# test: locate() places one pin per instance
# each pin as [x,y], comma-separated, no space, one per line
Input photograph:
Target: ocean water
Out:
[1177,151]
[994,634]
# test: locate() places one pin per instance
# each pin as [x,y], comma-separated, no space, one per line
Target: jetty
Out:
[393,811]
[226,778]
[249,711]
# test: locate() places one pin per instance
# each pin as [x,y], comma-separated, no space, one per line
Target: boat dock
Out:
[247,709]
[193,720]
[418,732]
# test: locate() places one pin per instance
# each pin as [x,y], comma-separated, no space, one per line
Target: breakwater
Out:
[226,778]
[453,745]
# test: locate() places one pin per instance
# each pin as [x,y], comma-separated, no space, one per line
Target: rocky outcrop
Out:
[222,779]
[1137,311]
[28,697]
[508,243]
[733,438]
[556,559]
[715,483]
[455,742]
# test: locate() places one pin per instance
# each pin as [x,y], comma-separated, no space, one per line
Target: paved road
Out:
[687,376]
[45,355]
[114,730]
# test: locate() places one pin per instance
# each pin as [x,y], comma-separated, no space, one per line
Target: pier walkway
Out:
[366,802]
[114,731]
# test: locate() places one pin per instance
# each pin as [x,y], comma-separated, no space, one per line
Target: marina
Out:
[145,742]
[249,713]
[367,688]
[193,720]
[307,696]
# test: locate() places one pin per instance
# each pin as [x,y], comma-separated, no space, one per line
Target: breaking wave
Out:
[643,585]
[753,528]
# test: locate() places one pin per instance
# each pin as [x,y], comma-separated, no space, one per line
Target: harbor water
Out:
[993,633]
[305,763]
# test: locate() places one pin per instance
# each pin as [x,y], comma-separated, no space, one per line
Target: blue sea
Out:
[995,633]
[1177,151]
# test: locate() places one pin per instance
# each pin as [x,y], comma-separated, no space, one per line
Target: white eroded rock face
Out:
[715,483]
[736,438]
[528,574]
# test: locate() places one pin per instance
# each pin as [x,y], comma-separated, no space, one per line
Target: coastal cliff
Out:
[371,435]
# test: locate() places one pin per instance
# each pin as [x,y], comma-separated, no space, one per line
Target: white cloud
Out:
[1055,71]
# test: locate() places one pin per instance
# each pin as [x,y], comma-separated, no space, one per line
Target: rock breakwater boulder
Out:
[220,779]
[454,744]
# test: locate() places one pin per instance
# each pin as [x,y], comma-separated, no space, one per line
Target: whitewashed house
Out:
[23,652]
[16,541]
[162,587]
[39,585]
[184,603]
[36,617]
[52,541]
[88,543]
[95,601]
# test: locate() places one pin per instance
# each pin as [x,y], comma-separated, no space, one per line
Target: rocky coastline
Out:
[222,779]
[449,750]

--- --- ---

# Work instruction
Transcribe the listing above line for line, from the first line to the line containing "Target: breakwater", inclusive, with no other lines.

# Expected answer
# test: locate() places one pin per instance
# each pin as [x,y], comma-separated, no space, one per line
Input photograph:
Target: ocean water
Out:
[1177,151]
[994,634]
# test: locate() places one pin per instance
# each pin as [x,y], comma-separated, no space, one per line
Target: jetty
Out:
[393,811]
[226,778]
[249,711]
# test: locate() places one pin per instance
# each pin as [x,y], comma-separated, no space, one per line
Target: boat dock
Out:
[247,709]
[193,720]
[418,732]
# test: locate() places one pin per instance
# each pin as [x,y], comma-separated, no space, one per line
Target: breakwater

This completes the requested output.